=== Section Start ===

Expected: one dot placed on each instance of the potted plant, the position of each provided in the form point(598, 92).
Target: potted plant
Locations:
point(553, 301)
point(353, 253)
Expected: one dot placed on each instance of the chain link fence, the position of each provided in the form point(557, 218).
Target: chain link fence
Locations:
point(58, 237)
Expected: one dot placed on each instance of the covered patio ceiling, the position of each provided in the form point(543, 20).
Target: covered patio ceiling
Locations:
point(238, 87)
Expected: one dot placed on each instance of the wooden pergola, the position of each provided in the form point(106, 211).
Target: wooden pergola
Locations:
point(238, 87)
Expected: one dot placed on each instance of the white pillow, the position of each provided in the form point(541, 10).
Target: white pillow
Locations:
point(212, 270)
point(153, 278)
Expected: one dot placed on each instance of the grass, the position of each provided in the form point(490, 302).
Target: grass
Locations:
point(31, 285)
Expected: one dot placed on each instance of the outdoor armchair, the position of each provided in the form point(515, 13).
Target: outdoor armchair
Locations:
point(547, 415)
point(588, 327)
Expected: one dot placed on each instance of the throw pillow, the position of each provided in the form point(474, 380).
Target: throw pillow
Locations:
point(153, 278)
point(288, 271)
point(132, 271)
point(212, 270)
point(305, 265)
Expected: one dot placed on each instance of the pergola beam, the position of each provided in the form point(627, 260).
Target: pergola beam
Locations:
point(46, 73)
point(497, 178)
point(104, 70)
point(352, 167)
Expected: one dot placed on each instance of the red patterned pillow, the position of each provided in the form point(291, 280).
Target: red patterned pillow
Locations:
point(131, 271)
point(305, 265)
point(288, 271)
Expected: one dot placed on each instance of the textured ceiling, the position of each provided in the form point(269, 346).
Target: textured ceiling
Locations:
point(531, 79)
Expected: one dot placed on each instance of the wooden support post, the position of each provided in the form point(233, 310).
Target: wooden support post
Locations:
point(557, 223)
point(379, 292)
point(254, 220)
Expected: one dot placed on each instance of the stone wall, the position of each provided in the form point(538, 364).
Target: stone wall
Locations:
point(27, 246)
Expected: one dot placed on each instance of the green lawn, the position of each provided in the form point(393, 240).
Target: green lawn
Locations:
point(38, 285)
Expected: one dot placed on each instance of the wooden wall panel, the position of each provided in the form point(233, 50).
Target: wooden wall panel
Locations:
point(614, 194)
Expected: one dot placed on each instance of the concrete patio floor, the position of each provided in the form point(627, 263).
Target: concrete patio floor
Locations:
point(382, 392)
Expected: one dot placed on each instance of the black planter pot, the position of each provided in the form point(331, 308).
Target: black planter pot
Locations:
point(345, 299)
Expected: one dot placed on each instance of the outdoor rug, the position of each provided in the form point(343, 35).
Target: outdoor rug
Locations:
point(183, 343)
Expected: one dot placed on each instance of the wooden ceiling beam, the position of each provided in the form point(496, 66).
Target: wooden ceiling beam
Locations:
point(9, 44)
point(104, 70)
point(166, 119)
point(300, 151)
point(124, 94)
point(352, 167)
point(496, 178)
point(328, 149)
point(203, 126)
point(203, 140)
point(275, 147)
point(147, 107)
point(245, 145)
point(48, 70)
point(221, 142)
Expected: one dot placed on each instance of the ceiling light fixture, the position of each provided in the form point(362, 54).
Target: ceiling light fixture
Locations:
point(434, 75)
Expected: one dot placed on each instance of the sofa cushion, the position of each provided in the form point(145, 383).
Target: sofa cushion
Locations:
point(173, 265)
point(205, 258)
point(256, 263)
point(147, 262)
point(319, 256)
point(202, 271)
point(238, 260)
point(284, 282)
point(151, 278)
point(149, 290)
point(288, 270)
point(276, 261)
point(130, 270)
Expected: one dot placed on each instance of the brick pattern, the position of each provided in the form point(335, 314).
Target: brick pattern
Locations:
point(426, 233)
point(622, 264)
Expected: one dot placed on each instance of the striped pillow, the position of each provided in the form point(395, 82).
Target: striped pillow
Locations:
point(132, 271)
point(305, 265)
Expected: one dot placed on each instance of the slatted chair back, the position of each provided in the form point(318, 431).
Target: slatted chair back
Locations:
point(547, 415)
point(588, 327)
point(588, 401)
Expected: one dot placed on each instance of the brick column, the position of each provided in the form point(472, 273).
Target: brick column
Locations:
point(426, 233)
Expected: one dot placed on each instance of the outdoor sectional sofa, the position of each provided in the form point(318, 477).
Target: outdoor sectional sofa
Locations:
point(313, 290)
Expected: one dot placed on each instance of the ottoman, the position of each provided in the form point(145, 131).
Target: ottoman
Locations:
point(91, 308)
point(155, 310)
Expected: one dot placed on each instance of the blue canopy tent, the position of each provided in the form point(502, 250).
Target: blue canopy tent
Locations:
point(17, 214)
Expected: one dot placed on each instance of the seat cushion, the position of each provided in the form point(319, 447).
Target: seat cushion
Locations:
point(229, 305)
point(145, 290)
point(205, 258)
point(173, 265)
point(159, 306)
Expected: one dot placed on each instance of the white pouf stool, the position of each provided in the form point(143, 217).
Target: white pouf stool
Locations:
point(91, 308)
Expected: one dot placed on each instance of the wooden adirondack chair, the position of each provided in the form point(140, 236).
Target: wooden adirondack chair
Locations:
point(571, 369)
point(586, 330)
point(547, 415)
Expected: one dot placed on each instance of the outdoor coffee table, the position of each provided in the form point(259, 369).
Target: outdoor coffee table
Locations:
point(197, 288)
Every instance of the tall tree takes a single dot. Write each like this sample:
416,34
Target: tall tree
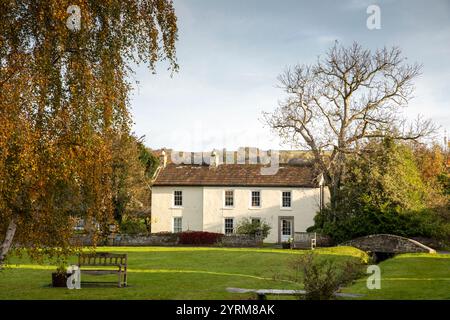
349,96
63,97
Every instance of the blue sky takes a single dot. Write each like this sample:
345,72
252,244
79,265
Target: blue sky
231,52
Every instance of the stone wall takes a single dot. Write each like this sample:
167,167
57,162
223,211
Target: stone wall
163,239
388,243
241,240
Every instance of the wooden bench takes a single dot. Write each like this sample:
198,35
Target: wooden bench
101,261
263,293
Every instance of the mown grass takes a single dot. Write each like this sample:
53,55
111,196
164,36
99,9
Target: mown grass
171,273
205,273
410,276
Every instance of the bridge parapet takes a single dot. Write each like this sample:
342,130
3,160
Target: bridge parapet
388,243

=== Section End ===

REQUIREMENT: Exclude every picture and restate the listing word for word.

SOLUTION TO THE PROBLEM:
Expected: one dot placed on each instance of the potted plant, the position of each provided in the form point(598, 92).
Target: potted plant
Locations:
point(553, 301)
point(353, 253)
Expected: one dot placed on each instance of the chain link fence, the position of each provided in the form point(557, 218).
Target: chain link fence
Locations:
point(58, 237)
Expected: one dot placed on each instance of the covered patio ceiling, the position of each provided in the form point(543, 20).
Target: covered patio ceiling
Locations:
point(238, 87)
Expected: one dot placed on each instance of the wooden pergola, the position of each provided in the form point(106, 211).
Target: wooden pergola
Locations:
point(238, 87)
Expected: one dot placed on each instance of the white pillow, the position of each provided in the form point(541, 10).
Target: white pillow
Locations:
point(212, 270)
point(153, 278)
Expected: one dot placed on each instance of the grass, the position of each provided in the form point(490, 302).
Target: grass
Locations:
point(31, 285)
Expected: one dot placed on each instance of the outdoor armchair, the position of each provided in the form point(515, 13).
Target: outdoor armchair
Locations:
point(547, 415)
point(588, 327)
Expected: one dot placed on each instance of the throw pillow, the position of each provided in the form point(474, 380).
Target: throw pillow
Locations:
point(153, 278)
point(288, 271)
point(132, 271)
point(212, 270)
point(305, 265)
Expected: one dot placed on each instance of the pergola beam, the position of each provided in the form point(627, 260).
Target: pergola beam
Locations:
point(46, 73)
point(497, 178)
point(104, 70)
point(352, 167)
Expected: one dot placed on each instance of the red patterned pillow, the position of each provided in the form point(291, 280).
Target: red patterned pillow
Locations:
point(131, 271)
point(305, 265)
point(288, 271)
Expected: one dot placed on each instance of the textured ceiling, the position of each provided in the form point(269, 346).
Target: textured ceiling
Locations:
point(531, 79)
Expected: one dot placed on each instance of the wooden support post, the position of each provided in the form point(233, 310).
Target: wooden support post
Locations:
point(557, 223)
point(379, 292)
point(254, 220)
Expected: one dot placed on each instance of the stone wall, the position of each provided in the form point(538, 364).
Target: stone wall
Locations:
point(27, 246)
Expected: one dot placed on each instance of the green lawn, the position of each provided in the form point(393, 240).
Target: green lawn
Locations:
point(38, 285)
Expected: one dot placed on each instance of the wooden wall panel, the position of each provided in the form point(233, 50).
Target: wooden wall panel
Locations:
point(614, 194)
Expected: one dot placed on each instance of the concrete patio floor, the position of each provided in the form point(627, 263).
Target: concrete patio floor
Locations:
point(382, 392)
Expected: one dot placed on each instance of the black planter pot, the position of each provided in the form point(331, 308).
Target: black planter pot
Locations:
point(345, 299)
Expected: one dot placed on each instance of the outdoor rug, the position of each provided in the form point(343, 35).
Target: outdoor rug
Locations:
point(183, 343)
Expected: one dot placed on each instance of the wooden ceiling beam, the position of each provided in the form point(496, 66).
Target: wooden ceiling beam
Locations:
point(9, 44)
point(104, 70)
point(166, 119)
point(300, 151)
point(124, 94)
point(352, 167)
point(496, 178)
point(328, 149)
point(203, 126)
point(203, 140)
point(275, 147)
point(147, 107)
point(245, 145)
point(48, 70)
point(221, 142)
Expected: one dot placed on each instance of the ceiling light fixture, the position of each provided in the form point(362, 54).
Target: ceiling light fixture
Locations:
point(434, 75)
Expected: one dot placed on each instance of the sofa cushion, the position of each provided in the form point(145, 383).
Target: sofa cushion
Locations:
point(173, 265)
point(205, 258)
point(256, 263)
point(147, 262)
point(319, 256)
point(202, 271)
point(238, 260)
point(284, 282)
point(151, 278)
point(149, 290)
point(288, 270)
point(276, 261)
point(130, 270)
Expected: one dot placed on each instance of the brick pattern, the position of each provided in the form point(335, 314).
Target: brick pattern
Locations:
point(426, 233)
point(622, 264)
Expected: one dot placed on each instance of the striped pillow, the position of each provided in the form point(395, 82).
Target: striped pillow
Locations:
point(132, 271)
point(305, 265)
Expected: one dot placed on each instance of the slatted chair back, the position of each provided in the form point(318, 431).
Target: slatted chair back
Locations:
point(547, 415)
point(588, 327)
point(588, 401)
Expected: one dot placed on each instance of the brick column, the position of each provided in the form point(472, 273).
Target: brick column
Locations:
point(426, 233)
Expected: one dot placed on each instance of the outdoor sectional sofa, the position of each provided in the form point(318, 477).
Target: outdoor sectional sofa
Locations:
point(313, 290)
Expected: one dot placed on each instance of the ottoman, the position of each provided in the form point(145, 131).
Target: ottoman
Locations:
point(91, 308)
point(155, 310)
Expected: one dot placed on each instance of the blue canopy tent, the position of each provided in the form point(502, 250).
Target: blue canopy tent
Locations:
point(17, 214)
Expected: one dot placed on each instance of the seat cushion, the position of each provided in the form point(319, 447).
Target: seat cushion
Locations:
point(229, 305)
point(145, 290)
point(205, 258)
point(173, 265)
point(159, 306)
Expected: one dot placed on each instance of the white pouf stool, the position of each provided in the form point(143, 217).
Target: white pouf stool
Locations:
point(91, 308)
Expected: one dot placed on each instance of the wooden adirondack chair, the position of each provided in the form point(140, 236).
Target: wooden adirondack chair
Locations:
point(571, 369)
point(586, 330)
point(547, 415)
Expected: one dot placed on each instance of the outdoor coffee table, the position of each provided in the form point(259, 369).
Target: outdoor coffee table
Locations:
point(197, 288)
Every instance of the tall tree takes a single dot. Write each like this sample:
416,34
Target: tall tree
349,96
63,97
Every instance of the blue sky takes a single dot. Write each like this sample:
345,72
252,244
79,265
Target: blue sky
231,52
Every instance of the stone wall takes a single dot. Write each like this sample:
167,167
57,162
223,211
Target: stone wall
163,239
388,243
241,240
Every instance of the wooden bench takes a single dot. Write each like this sample:
198,35
Target: wooden bench
101,261
263,293
Every instance of the mown grass takes a single dot. Write each like this sample:
53,55
111,196
164,36
99,9
Target: mown grass
171,273
205,273
410,276
Every instance of the bridge parapet takes a single dot. Write each like this sample:
342,130
3,160
Target: bridge parapet
388,243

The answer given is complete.